Source
---------------
In Watchtower, the Supreme Court struck down an ordinance prohibiting canvassers from “going in and upon” private residential property to promote any “cause” without first obtaining a permit for the mayor's office. 536 U.S. at 154. Although the Supreme Court recognized “the interests a town may have in some form of regulation, particularly when the solicitation of money is involved,” it ultimately concluded that an ordinance “cover[ing] so much speech raises constitutional concerns.” Id. at 162, 165 (“It is offensive-not only to the values protected by the First Amendment, but to the very notion of a free society-that in the context of everyday public discourse a citizen must first inform the government of her desire to speak to her neighbors and then obtain a permit to do so.”). The Court emphasized that the challenged ordinance “unquestionably applies, not only to religious causes, but to political activity as well.” Id. at 165.
The Permitting Provision likewise captures religious and political speech because of the broad definition of “solicitor.” The Ordinance defines a “solicitor” to include those “[d]istributing a handbill or flyer advertising a service, requesting a contribution of funds or anything of value, advertising services for educational, political, charitable, religious, or other purposes.” ECF No. 41-2 at 5 (emphasis added). The “breadth of speech affected” by the Permitting Provision thus raises similar constitutional concerns as those addressed in Watchtower. Id. at 164. Finally, Defendant has not presented the Court with any evidence as to how the Permitting Provision is narrowly tailored to achieving its stated interests. Accordingly, the Court finds that Plaintiffs have established a likelihood of success with respect to their challenge of the Permitting Provision as a prior restraint.
At the September 5 hearing, Defendant asserted that the City would not consider Plaintiff Terri Hall's solicitation of funds for political candidates as “solicitation” under certain circumstances. However, Plaintiff Hall made plain she wants to solicit funds on behalf of LIA Network, not only political candidates. ECF No. 42-2 at 7. Further, the definition of solicitor plainly encompasses, “requesting a contribution of funds or anything of value.” ECF No. 41-2 at 5. See Speech First, Inc. v. Fenves, 979 F.3d 319, 336-37 (5th Cir. 2020) (holding “disavowals of any future intention to enforce the policies contrary to the First Amendment are compatible with, and simply reinforce, the open-ended language in those policies”).
---------------
Data
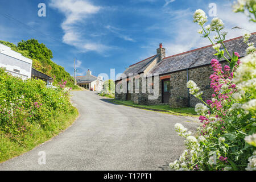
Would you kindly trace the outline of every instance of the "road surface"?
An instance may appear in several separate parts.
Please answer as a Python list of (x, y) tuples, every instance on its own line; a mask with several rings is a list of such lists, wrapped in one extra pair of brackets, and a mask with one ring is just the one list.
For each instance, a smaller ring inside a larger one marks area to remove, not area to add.
[(174, 125), (193, 130), (197, 125), (189, 118), (113, 104), (94, 92), (72, 94), (80, 113), (72, 126), (0, 164), (0, 170), (168, 170), (185, 148)]

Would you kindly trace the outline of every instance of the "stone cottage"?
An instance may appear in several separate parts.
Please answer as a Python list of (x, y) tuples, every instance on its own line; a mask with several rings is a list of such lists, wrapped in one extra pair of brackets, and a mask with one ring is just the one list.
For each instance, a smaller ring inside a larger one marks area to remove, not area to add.
[(78, 85), (88, 90), (100, 92), (103, 89), (102, 77), (96, 77), (92, 75), (90, 69), (86, 72), (86, 75), (77, 76), (76, 82)]
[[(256, 43), (256, 32), (251, 34), (249, 41)], [(242, 36), (225, 40), (224, 44), (230, 53), (246, 55), (247, 46)], [(194, 107), (199, 100), (189, 94), (187, 82), (194, 81), (204, 92), (203, 98), (210, 99), (210, 61), (217, 59), (213, 55), (215, 53), (210, 45), (166, 57), (166, 49), (160, 44), (156, 55), (130, 65), (115, 81), (115, 99), (140, 105)], [(223, 65), (227, 64), (224, 59), (219, 61)]]

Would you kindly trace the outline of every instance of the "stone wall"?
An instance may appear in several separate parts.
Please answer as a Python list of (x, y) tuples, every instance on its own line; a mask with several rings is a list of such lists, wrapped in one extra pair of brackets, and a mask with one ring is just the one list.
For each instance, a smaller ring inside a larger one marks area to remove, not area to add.
[[(226, 62), (222, 63), (222, 67), (227, 65)], [(209, 77), (213, 73), (210, 65), (203, 66), (188, 69), (189, 80), (195, 81), (204, 93), (202, 96), (204, 101), (210, 100), (213, 90), (210, 88), (210, 80)], [(225, 74), (226, 73), (224, 73)], [(159, 96), (156, 100), (148, 100), (148, 96), (152, 94), (147, 87), (147, 93), (142, 93), (142, 78), (140, 78), (139, 93), (135, 93), (135, 79), (134, 80), (133, 93), (131, 94), (131, 100), (134, 103), (140, 105), (159, 105), (162, 103), (162, 85), (161, 77), (170, 75), (170, 97), (169, 104), (171, 107), (180, 108), (186, 107), (195, 107), (196, 104), (200, 101), (193, 96), (188, 96), (188, 90), (187, 88), (187, 73), (186, 70), (166, 74), (159, 76)], [(154, 78), (152, 79), (154, 82)], [(126, 94), (115, 94), (115, 99), (126, 100)]]
[(188, 106), (187, 71), (171, 74), (169, 104), (172, 108)]

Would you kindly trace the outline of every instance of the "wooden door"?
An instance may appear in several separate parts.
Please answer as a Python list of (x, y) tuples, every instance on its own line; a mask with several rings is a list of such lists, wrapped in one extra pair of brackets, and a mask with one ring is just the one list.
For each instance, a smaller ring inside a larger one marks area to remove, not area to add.
[(163, 80), (162, 81), (162, 101), (163, 103), (169, 103), (170, 98), (170, 79)]
[(131, 93), (130, 93), (130, 89), (131, 89), (131, 86), (130, 86), (130, 81), (127, 81), (127, 96), (126, 96), (126, 100), (127, 101), (130, 101), (131, 100)]

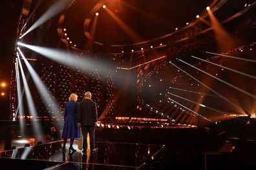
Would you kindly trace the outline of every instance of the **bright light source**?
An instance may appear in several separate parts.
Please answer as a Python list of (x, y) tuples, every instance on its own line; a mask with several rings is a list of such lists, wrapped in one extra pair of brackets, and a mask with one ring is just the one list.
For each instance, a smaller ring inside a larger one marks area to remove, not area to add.
[(2, 86), (3, 88), (5, 88), (6, 86), (6, 84), (5, 82), (2, 82), (1, 84), (1, 86)]
[(29, 143), (29, 141), (28, 140), (15, 140), (14, 142), (19, 143), (19, 144), (28, 144), (28, 143)]

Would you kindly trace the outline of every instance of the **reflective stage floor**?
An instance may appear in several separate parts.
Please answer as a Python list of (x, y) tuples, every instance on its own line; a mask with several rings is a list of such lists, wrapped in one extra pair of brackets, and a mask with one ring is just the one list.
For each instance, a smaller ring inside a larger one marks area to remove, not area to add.
[[(39, 161), (36, 169), (142, 169), (145, 163), (153, 160), (164, 147), (162, 145), (96, 142), (95, 153), (91, 153), (88, 149), (87, 154), (83, 154), (75, 143), (73, 147), (77, 151), (70, 155), (69, 144), (65, 153), (62, 146), (59, 140), (24, 147), (2, 151), (0, 158), (6, 162), (22, 160), (27, 162), (27, 167), (30, 162)], [(39, 167), (41, 164), (44, 165)], [(14, 164), (10, 165), (11, 169), (15, 167)]]

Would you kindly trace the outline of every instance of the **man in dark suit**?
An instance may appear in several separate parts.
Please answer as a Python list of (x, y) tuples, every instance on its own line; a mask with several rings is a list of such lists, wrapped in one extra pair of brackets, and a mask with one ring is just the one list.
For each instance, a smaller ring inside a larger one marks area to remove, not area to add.
[(90, 149), (95, 153), (95, 126), (97, 122), (97, 107), (95, 102), (92, 100), (92, 94), (87, 91), (85, 93), (85, 99), (78, 104), (78, 126), (81, 127), (83, 133), (83, 153), (87, 150), (87, 134), (90, 137)]

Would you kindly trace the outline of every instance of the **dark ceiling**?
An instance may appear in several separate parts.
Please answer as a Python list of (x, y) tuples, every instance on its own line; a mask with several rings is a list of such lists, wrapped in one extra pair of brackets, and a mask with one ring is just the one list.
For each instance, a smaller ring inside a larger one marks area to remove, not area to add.
[[(127, 44), (149, 41), (181, 28), (206, 12), (213, 1), (136, 0), (107, 1), (107, 8), (116, 16), (125, 28), (114, 19), (107, 10), (100, 7), (99, 15), (89, 14), (100, 1), (76, 1), (66, 12), (63, 27), (72, 41), (85, 42), (83, 22), (91, 19), (90, 31), (96, 17), (94, 41), (104, 44)], [(93, 13), (94, 14), (95, 13)], [(127, 29), (126, 30), (124, 30)]]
---------------
Given problem 1
Answer these questions from the court opinion:
(a) Besides religious causes, what did the Supreme Court emphasize the ordinance in Watchtower applies to?
(b) The broad definition of which term makes the Permitting Provision capture religious and political speech?
(c) On whose behalf did Plaintiff Terri Hall say she wants to solicit funds?
Given problem 2
Carry the court opinion forward, beginning after its final sentence.
The items have no part in this.

Reply 1
(a) Political activity.
(b) "Solicitor."
(c) LIA Network, not only political candidates.

Reply 2
Plaintiffs next allege that the Permitting Provision provides unfettered discretion to city officials to revoke permits. When ordinances make exercising speech contingent on the will of an official, the ordinance must provide “narrow, objective, and definite standards to guide the licensing authority.” Chiu v. Plano Indep. Sch. Dist., 339 F.3d 273, 280 (5th Cir. 2003). Plaintiffs allege that the Permitting Provision fails this test because it empowers city officials to revoke permits if individuals peddle or solicit “in an unlawful manner or such a manner as to constitute a breach of the peace or to constitute a menace to the health, safety, and general welfare of the public.” ECF No. 41-2 at 10.
Yet even if the Court concluded that Plaintiffs demonstrated a substantial likelihood of success in prevailing on this challenge, Plaintiffs could not carry their burden to establish a substantial threat of irreparable injury. The Fifth Circuit has cautioned courts against enjoining a statute based on assumptions of “how [an ordinance] will be applied and determin[ing] its constitutionality in that setting.” Beckerman v. Tupelo, 664 F.2d 502, 515 (5th Cir. 1981). Accordingly, a movant “seeking a preliminary injunction on First Amendment grounds must do more than suggest that an ordinance may violate the Constitution in future hypothetical scenarios. Rather, the movant must make a clear showing that the ordinance, as written, will necessarily cause irreparable harm to the movant if it is not enjoined.” Herridge v. City of Galveston, No. 3:18-CV-00160, 2019 WL 423397, at *4 (S.D. Tex. Feb. 4, 2019).
In the instant case, Plaintiffs simply speculate that, after having applied for and received a license sometime in the future, they will be subject to an unfair revocation. But Plaintiffs' fear of arbitrary and discriminatory treatment alone does not a provide a basis for establishing they suffer an irreparable injury if they are not granted emergency relief. Id. (denying motion for preliminary injunction for failure to demonstrate a substantial threat of irreparable injury). On this basis, Plaintiffs' motion for preliminary injunction must be denied with respect to their challenge of the Permitting Provision on vesting excessive discretion in a public official.
ii. Hours Provision (Sec. 30-179)
The Hours Provision renders it “unlawful for any person, whether permitted or exempted from needing a permit, to peddle, solicit, or canvass at residences between the hours of 8:00 p.m. and 8:00 a.m.” ECF No. 41-2 at 5.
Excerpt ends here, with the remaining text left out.